• Selected excerpt
/---
Dale K. Van Kley. The Religious Origins of the French Revolution: From Calvin to the Civil Constitution, 1560-1791. New Haven: Yale University Press, 1996. x + 390 pp. $37.50 (cloth), ISBN 978-0-300-06478-0.
Reviewed by James Livesey (Trinity College Dublin)
Published on H-France (August, 1997)
The Revenge of Port-Royal?
Every undergraduate knows that religious issues were incidental to the French Revolution. As they read in the second chapter of Toqueville's The Old Regime and the French Revolution, "the campaign against all forms of religion was merely incidental to the French Revolution, a spectacular but transient phenomenon, a brief reaction to the ideologies, emotions, and events which led up to it--but in no sense basic to its program." This nostrum that the revolution had no specifically religious content has been undermined by the work of scholars such as Timothy Tackett, Susan Desan, and Bernard Plongeron, who have picked up from the early research of Alphonse Aulard and Albert Mathiez on revolutionary religion. Dale Van Kley has been a central figure in this current of writing and in his new book argues that the revolution cannot be understood without attention to struggles over the nature of transcendence (i.e., the idea that ultimate values are expressed in a religious rather than a philosophical vein). Professor Van Kley's compelling thesis is that the armature of revolutionary ideological struggle was forged in the conflicts between Jansenist and orthodox Catholic throughout the eighteenth century. We are invited to rediscover the conditions of secular ideology in religious debate, and to reflect on the religious content unwittingly carried into a politics which understood itself as irreligious and indeed at times anti-religious. Through a detailed narrative of public debate in the eighteenth century, this book establishes the ubiquity of the language of political theology in eighteenth-century French political life.
Van Kley moves us through a dialectic from the constitution of absolutist rule to the French Revolution. The thesis was Bourbon absolutism, a syncretic doctrine comprised of an imperial sovereignty welded to a defence of the privileges of the Gallican church. The antithesis was Jansenism, which began as a purified religious sensibility, but developed as the placeholder for every form of constitutional opposition. The synthesis, obviously, was the revolution, but the synthesis was a negative one in as much as the revolution was unable to resolve the religious energies which had inspired the conflicts of the preceding century. Unable, or unwilling, to recognize the theological roots of their views, revolutionary agents sought to exclude religious expression altogether from the polity, with disastrous results. The argument can best be understood as a sophisticated and detailed version of Carl Becker's contention, in his Heavenly City of the Eighteenth Century Philosophers, that the categories of eighteenth-century thought were secularized versions of Christian, and specifically Augustinian theology. However, the dialectical mode of exposition provides us with a credible mechanism of secularization, where Becker's arguments did not.
\---
• Work to do
Which book titles are named in the review of Van Kley's book? The lines that come next have nothing to do with this.

• Records
/---
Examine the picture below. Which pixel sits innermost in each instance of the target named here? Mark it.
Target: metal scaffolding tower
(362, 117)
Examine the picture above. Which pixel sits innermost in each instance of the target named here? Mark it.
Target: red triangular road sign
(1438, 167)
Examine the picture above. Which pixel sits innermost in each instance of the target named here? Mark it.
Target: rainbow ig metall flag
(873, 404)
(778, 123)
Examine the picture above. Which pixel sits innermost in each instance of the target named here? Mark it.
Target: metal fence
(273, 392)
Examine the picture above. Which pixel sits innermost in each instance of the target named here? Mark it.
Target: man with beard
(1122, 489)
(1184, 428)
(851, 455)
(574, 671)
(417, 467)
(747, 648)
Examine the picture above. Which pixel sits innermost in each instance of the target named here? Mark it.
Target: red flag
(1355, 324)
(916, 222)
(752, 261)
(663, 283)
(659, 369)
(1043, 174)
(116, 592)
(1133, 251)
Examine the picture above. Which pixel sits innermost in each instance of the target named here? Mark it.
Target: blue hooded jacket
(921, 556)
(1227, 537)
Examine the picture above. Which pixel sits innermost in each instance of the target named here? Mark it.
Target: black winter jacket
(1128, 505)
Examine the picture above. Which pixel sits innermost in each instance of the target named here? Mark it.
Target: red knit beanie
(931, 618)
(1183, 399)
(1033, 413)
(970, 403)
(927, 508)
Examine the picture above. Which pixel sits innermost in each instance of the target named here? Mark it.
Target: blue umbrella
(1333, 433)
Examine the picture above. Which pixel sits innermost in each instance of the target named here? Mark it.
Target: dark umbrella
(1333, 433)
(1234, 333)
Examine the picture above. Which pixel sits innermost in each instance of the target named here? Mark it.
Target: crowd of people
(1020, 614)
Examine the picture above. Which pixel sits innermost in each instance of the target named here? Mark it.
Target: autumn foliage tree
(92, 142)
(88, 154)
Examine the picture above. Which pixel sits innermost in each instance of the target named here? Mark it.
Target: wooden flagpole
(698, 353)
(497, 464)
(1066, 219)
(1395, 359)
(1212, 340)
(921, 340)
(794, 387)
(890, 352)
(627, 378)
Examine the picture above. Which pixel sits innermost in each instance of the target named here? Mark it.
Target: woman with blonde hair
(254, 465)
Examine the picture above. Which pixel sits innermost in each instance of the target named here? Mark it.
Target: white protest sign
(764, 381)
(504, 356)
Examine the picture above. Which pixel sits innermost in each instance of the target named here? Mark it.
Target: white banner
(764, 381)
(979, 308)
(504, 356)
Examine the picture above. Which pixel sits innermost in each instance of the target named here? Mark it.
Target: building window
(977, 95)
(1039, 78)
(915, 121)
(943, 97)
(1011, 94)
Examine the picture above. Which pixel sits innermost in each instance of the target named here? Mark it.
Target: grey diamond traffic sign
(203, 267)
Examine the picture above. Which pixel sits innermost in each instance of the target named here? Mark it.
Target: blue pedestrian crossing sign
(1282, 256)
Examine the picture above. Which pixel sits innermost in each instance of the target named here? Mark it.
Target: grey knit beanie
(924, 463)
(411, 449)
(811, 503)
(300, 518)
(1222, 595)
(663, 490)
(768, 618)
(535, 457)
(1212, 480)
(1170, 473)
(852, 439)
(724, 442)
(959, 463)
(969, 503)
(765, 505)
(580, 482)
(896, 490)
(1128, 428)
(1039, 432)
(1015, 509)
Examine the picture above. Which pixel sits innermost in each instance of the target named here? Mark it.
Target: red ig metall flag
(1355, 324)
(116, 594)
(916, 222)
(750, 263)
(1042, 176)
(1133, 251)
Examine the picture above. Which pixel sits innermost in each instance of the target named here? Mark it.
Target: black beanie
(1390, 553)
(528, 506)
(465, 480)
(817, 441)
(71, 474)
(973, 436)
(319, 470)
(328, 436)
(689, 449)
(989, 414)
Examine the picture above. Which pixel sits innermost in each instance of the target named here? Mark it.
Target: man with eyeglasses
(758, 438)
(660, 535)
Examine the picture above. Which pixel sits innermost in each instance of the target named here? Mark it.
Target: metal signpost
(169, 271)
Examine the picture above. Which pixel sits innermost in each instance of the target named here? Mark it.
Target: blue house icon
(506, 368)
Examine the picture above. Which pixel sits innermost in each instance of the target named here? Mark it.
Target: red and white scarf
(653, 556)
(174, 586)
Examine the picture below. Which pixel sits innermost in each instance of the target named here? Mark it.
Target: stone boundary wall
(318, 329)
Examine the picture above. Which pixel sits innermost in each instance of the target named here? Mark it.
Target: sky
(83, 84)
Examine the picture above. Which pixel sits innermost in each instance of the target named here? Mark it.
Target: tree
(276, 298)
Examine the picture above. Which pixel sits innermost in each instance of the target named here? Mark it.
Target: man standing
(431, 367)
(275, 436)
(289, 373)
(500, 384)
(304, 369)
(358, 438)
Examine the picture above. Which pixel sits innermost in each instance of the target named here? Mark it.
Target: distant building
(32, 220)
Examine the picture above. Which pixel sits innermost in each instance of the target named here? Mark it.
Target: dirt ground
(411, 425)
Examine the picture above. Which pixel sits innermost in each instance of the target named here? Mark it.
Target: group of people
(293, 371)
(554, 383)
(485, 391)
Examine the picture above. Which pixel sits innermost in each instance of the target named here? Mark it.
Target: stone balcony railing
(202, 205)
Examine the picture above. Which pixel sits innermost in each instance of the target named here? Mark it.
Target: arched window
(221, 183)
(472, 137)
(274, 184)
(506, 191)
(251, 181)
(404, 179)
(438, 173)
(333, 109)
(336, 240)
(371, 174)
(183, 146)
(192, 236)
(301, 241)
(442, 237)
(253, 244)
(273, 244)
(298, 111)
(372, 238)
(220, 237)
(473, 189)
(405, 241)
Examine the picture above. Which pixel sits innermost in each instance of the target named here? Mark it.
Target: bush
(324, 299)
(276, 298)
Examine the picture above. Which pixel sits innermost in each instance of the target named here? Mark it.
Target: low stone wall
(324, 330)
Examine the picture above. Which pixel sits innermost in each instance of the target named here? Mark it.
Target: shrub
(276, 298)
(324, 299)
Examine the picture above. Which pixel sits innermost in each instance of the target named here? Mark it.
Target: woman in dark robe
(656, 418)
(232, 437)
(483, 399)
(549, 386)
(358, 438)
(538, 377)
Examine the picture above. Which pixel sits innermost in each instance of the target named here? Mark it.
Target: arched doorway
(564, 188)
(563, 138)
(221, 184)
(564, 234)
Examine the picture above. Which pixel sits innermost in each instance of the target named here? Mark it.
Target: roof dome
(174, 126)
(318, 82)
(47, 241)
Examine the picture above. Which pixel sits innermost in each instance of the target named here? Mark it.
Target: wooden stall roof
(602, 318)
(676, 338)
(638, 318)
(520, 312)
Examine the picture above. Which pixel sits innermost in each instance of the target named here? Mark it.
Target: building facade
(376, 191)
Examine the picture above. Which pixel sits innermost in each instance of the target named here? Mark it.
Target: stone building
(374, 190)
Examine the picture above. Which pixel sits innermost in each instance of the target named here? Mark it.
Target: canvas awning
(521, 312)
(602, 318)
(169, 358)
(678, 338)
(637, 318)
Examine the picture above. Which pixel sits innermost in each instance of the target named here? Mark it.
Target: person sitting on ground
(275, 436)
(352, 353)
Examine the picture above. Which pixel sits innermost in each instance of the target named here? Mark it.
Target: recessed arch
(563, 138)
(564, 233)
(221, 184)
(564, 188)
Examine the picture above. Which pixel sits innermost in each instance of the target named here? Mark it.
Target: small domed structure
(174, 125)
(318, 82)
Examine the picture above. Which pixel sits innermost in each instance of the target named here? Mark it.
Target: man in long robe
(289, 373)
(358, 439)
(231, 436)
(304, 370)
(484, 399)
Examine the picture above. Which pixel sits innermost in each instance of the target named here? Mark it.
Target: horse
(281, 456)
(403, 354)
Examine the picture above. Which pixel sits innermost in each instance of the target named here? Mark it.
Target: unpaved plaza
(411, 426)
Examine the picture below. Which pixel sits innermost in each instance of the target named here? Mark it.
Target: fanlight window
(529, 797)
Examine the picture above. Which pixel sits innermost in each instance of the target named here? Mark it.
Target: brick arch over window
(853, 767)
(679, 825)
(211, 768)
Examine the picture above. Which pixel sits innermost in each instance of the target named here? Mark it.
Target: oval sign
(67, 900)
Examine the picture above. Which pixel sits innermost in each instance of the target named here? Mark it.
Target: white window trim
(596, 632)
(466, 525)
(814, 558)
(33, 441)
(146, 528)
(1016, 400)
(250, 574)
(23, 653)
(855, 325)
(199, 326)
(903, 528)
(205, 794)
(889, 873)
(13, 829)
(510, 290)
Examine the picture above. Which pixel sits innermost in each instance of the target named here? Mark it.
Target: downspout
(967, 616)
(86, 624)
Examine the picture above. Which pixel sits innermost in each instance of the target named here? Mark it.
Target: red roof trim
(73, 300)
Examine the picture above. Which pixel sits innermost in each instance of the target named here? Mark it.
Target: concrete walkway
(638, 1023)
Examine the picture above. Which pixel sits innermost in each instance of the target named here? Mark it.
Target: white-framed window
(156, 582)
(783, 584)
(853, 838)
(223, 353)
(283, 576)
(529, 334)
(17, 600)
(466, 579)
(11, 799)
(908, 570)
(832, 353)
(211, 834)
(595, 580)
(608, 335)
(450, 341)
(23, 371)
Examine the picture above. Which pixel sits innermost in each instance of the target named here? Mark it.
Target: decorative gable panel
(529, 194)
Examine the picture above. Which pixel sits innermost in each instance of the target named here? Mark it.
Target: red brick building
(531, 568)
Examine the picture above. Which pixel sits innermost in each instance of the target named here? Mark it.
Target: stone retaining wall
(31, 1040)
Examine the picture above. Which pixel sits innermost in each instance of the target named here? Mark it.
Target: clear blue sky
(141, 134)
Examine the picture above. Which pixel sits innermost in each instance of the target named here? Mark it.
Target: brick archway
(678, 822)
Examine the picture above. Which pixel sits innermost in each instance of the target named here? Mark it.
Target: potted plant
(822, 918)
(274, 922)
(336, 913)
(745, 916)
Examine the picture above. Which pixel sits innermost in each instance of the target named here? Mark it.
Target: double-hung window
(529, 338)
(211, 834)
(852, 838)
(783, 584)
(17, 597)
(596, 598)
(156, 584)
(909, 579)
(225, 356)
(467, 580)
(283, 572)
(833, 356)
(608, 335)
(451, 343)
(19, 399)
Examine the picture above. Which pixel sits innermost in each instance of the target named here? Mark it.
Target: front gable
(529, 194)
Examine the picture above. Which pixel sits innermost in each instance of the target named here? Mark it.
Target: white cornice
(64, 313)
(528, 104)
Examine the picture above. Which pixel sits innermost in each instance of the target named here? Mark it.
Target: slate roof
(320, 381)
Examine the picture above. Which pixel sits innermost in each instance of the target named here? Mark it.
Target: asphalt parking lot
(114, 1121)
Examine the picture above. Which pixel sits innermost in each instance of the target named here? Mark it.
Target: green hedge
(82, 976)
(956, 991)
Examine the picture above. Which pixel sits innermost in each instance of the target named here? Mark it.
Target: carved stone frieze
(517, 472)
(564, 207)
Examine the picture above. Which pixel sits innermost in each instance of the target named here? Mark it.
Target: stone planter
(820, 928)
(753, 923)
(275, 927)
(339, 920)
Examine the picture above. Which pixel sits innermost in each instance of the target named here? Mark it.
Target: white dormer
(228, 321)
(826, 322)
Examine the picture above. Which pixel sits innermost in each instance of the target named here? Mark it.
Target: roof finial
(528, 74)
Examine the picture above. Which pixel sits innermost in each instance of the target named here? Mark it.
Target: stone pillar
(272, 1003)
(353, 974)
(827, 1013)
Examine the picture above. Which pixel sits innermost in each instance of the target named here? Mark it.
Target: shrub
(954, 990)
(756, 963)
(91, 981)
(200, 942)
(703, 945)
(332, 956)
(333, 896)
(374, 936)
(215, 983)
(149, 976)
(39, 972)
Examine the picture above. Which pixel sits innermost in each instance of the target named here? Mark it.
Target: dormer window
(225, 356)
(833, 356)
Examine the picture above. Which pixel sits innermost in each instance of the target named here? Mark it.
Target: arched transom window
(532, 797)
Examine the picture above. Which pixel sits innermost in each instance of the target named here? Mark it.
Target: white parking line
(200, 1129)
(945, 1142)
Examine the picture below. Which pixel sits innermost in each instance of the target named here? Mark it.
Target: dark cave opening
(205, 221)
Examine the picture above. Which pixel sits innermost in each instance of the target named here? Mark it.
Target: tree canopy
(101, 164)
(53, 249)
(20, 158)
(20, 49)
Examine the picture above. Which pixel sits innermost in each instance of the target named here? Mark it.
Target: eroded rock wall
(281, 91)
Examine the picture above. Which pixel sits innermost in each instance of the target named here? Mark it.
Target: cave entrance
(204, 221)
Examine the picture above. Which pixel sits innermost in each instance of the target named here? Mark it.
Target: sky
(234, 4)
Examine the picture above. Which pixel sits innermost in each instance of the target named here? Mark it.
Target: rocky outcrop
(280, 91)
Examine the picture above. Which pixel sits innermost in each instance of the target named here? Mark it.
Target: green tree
\---
• Reply to the exercise
- The Religious Origins of the French Revolution: From Calvin to the Civil Constitution, 1560-1791
- The Old Regime and the French Revolution
- Heavenly City of the Eighteenth Century Philosophers